((

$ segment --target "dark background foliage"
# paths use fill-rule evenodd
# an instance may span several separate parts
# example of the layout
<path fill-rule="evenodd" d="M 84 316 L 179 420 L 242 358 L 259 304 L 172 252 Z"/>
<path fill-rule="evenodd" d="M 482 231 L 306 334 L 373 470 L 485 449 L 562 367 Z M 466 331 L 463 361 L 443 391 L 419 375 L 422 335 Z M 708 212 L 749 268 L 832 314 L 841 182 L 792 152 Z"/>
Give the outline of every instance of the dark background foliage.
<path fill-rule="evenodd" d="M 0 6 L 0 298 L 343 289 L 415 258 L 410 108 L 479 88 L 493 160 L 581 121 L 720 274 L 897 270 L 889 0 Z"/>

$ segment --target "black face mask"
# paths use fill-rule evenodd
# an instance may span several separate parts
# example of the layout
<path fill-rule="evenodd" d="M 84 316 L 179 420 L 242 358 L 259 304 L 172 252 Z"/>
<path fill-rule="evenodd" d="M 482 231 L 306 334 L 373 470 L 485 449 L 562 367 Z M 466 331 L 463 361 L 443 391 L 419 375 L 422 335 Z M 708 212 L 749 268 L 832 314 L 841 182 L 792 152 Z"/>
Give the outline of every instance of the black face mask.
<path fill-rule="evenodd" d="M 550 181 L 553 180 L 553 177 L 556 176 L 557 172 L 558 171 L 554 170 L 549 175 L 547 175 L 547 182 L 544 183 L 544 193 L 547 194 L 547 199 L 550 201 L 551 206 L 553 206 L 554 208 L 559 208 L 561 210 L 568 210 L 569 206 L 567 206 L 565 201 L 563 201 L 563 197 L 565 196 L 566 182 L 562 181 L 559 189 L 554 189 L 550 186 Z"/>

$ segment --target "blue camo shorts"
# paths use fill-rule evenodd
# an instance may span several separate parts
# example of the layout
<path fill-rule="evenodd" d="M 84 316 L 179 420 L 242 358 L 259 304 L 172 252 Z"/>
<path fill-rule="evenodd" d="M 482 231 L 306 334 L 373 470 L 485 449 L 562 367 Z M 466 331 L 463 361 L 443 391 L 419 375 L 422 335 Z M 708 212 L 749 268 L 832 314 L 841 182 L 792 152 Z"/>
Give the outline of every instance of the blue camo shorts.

))

PROBLEM: Filter the data above, keeping only lines that include the string "shorts".

ANSWER BOX:
$ segment --target "blue camo shorts"
Give the outline of every instance of the blue camo shorts.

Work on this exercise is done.